▶ [Kutipan Sumber]
######

Di setiap sprint, tim menentukan backlog item mana yang dapat diselesaikan dalam 2 minggu mendatang (sprint backlog/goal). Merencanakan pekerjaan berdurasi 6 bulan bisa jadi sulit, tetapi merencakan pekerjaan berdurasi 2 minggu seharusnya masih masuk akal. Agar tim memperoleh cukup gambaran dalam menentukan sprint backlog sekaligus menghemat waktu sprint planning, maka satu sprint sebelum suatu sprint dimulai, tim perlu melakukan grooming atau backlog refinement. Misalnya, di akhir sprint 1, DevTeam perlu melakukan grooming yang rencananya akan dikerjakan pada sprint ke-2.

DevTeam lebih memahami cara kerja dan kapabilitas mereka sendiri, oleh karena itu mereka berhak memperkirakan (membuat estimasi) backlog item mana yang dapat diselesaikan pada sprint mendatang. Meski demikian, DevTeam harus mampu menjelaskan dengan baik alasan perkiraan tersebut kepada Product Owner (PO).

######

▶ [Bahan Tersedia]
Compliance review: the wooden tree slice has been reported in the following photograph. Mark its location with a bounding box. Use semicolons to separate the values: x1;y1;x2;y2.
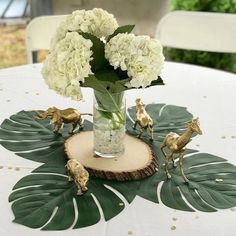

######

▶ [Tujuan 1]
Sebutkan semua keterangan yang ditulis di dalam tanda kurung pada kutipan tentang perencanaan sprint.
▶ [Tujuan 2]
Lanjutkan kutipan tentang perencanaan sprint dengan menulis kalimat-kalimat baru setelah kalimat terakhirnya.
Baris-baris di atas adalah bahan tersendiri yang terpisah dari kutipan sumber.

▶ [Jawaban 1]
sprint backlog/goal; membuat estimasi; PO

▶ [Jawaban 2]
Secara alamiah, PO menginginkan sebanyak dan secepat mungkin backlog diselesaikan. Jika PO yang melakukan estimasi, maka bias kepentingan ini dapat mengakibatkan estimasi menjadi sangat optimistis bahkan tidak realistis. Kebalikannya, DevTeam secara alamiah menginginkan waktu yang cukup bahkan lebih. Jika DevTeam tidak wajib mempertanggungjawabkan estimasi, maka bias kepentingan ini akan mengakibatkan durasi pekerjaan menjadi berlebihan dan tidak kompetitif bagi bisnis.

PO dan DevTeam harus bekerja sebagai satu tim. Jika menerapkan KPI, maka keduanya harus berbagi prestasi secara identik. Dengan demikian, keduanya memiliki satu tujuan yang sama, yaitu memaksimalkan nilai dan jumlah keluaran, dengan mempertahankan situasi yang kondusif.

Cara

Tanpa koordinasi yang baik, maka sinergi tidak akan bisa tercapai. Masalahnya, kita sering mengidentikan koordinasi dengan kontrol. Seolah koordinasi berarti ada satu otoritas yang berhak mengatur bagaimana seluruhan tim bekerja.

Karena seluruh anggota DevTeam adalah “manajer”, maka mereka harus berperilaku sebagai manajer. Saat sprint planning, seluruh anggota DevTeam harus mau dan mampu memahami sprint goal. Dengan demikian, setiap crew berkontribusi dalam strategi eksekusi sprint. Beberapa orang mungkin lebih paham tentang suatu hal dibandingkan lainnya. Mereka bisa menjadi narasumber yang berharga. Rekan sesama crew yang semula tidak paham, bisa jadi mendapat pelajaran berharga saat proses perencanaan ini berlangsung. Diskusi aktif, dimana setiap ide dapat di-challenge akan memunculkan resiko-resiko yang semula tak tampak, bahkan memunculkan cara-cara baru yang semula tak terpikirkan.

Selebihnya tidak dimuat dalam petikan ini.